▶ **EXERCISE**:
Of the lines below, write out exactly those from the line with "find green shrub" through the line with "find white concrete", both included, and skip the rest.

▶ **AVAILABLE DATA**:
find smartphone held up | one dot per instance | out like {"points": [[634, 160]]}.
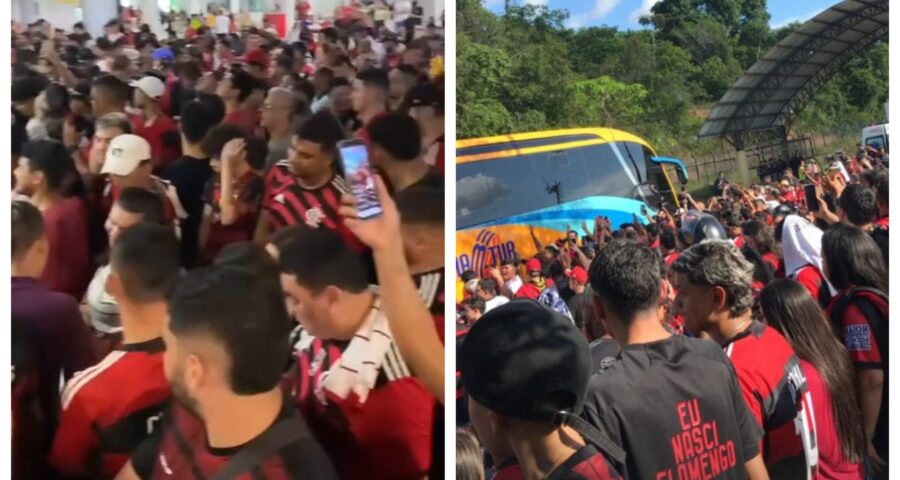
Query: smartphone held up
{"points": [[359, 174]]}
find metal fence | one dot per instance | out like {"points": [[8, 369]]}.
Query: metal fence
{"points": [[704, 169]]}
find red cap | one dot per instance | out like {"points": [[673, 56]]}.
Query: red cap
{"points": [[258, 57], [579, 274]]}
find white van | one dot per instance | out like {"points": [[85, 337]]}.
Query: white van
{"points": [[876, 136]]}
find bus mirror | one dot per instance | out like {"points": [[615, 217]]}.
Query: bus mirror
{"points": [[680, 169]]}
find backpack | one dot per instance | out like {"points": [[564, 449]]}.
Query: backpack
{"points": [[878, 322]]}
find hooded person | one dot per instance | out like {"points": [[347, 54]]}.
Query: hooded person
{"points": [[801, 245]]}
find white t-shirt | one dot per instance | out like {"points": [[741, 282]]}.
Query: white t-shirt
{"points": [[494, 303], [514, 284]]}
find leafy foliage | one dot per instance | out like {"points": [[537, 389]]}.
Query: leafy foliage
{"points": [[524, 70]]}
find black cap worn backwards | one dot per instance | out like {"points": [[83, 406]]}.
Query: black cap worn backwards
{"points": [[526, 361], [529, 362]]}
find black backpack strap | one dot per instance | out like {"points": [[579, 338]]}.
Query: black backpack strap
{"points": [[593, 435], [280, 435]]}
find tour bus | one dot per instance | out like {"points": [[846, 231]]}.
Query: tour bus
{"points": [[876, 136], [549, 180]]}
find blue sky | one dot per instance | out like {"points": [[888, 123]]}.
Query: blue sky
{"points": [[625, 13]]}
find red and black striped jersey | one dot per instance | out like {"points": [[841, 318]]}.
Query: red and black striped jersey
{"points": [[431, 291], [109, 409], [387, 434], [290, 204], [775, 389], [180, 450]]}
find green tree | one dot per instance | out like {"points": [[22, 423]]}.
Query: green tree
{"points": [[605, 101]]}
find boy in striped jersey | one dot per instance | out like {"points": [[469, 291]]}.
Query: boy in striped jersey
{"points": [[108, 409], [351, 383], [306, 188]]}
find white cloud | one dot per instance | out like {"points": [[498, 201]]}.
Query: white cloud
{"points": [[796, 18], [600, 10], [641, 11]]}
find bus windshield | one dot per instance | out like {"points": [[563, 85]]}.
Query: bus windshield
{"points": [[488, 190]]}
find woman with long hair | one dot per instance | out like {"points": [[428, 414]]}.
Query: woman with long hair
{"points": [[830, 377], [762, 238], [853, 263]]}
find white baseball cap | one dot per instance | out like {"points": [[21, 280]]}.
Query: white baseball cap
{"points": [[151, 86], [125, 153]]}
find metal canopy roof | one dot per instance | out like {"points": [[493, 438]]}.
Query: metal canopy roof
{"points": [[781, 83]]}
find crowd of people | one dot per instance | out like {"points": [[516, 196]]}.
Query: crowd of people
{"points": [[194, 294], [744, 336]]}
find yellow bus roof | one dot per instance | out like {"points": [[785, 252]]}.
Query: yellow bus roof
{"points": [[604, 135]]}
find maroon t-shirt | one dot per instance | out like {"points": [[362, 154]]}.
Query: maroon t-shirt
{"points": [[60, 339], [246, 119], [248, 192], [154, 133], [68, 267]]}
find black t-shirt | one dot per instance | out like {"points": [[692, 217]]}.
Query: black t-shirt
{"points": [[180, 449], [189, 176], [675, 406], [603, 353]]}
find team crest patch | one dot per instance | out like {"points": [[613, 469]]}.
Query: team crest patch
{"points": [[857, 338]]}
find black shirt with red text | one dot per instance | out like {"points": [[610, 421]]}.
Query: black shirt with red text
{"points": [[675, 406]]}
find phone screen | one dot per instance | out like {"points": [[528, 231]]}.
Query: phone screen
{"points": [[361, 178], [812, 201]]}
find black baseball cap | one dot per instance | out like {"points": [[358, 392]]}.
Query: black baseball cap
{"points": [[529, 362], [526, 361], [425, 95]]}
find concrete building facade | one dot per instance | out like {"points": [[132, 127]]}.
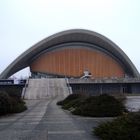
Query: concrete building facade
{"points": [[69, 53]]}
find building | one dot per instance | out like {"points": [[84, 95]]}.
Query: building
{"points": [[71, 53]]}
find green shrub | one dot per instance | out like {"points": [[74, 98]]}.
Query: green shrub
{"points": [[70, 98], [126, 127], [10, 104], [94, 106], [100, 106]]}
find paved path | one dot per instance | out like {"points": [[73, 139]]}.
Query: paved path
{"points": [[44, 120]]}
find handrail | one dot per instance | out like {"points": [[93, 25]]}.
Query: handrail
{"points": [[24, 89]]}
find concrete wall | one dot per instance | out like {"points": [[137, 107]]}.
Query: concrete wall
{"points": [[74, 61]]}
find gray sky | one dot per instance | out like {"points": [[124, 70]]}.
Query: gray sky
{"points": [[25, 22]]}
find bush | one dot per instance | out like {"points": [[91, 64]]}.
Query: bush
{"points": [[70, 98], [10, 104], [100, 106], [94, 106], [126, 127]]}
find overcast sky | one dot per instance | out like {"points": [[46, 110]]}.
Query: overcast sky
{"points": [[23, 23]]}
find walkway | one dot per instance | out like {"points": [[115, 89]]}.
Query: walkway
{"points": [[44, 120]]}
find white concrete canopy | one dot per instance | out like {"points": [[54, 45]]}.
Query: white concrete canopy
{"points": [[70, 36]]}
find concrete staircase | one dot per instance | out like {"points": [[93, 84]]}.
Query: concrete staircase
{"points": [[46, 88]]}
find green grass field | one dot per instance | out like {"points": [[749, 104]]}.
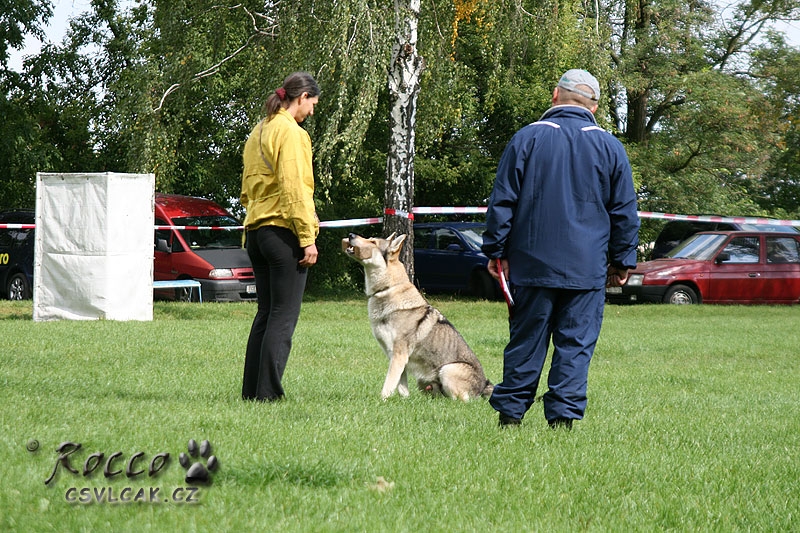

▶ **SOLUTION TO THIS PROBLEM**:
find green shrub | one dot per instance | out like {"points": [[74, 98]]}.
Query: green shrub
{"points": [[70, 98], [126, 127], [10, 104], [94, 106], [100, 106]]}
find paved path | one dot per instance | out like {"points": [[73, 139]]}.
Query: paved path
{"points": [[44, 120]]}
find handrail | one dot per instance | out like {"points": [[93, 25]]}.
Query: handrail
{"points": [[24, 89]]}
find concrete wall | one dot per instance | out like {"points": [[137, 107]]}.
Query: concrete wall
{"points": [[74, 61]]}
find gray sky | one dot per instance | out like {"points": [[124, 70]]}.
Query: gray sky
{"points": [[25, 22]]}
find bush | one dot per instance | out like {"points": [[91, 64]]}.
Query: bush
{"points": [[70, 98], [10, 104], [100, 106], [94, 106], [126, 127]]}
find overcast sky | one dot per instance | out like {"points": [[46, 110]]}.
Query: overcast sky
{"points": [[23, 23]]}
find walkway | one dot per instance | out like {"points": [[115, 89]]}.
Query: walkway
{"points": [[44, 120]]}
find white concrete canopy | one dot per instance | out like {"points": [[54, 45]]}.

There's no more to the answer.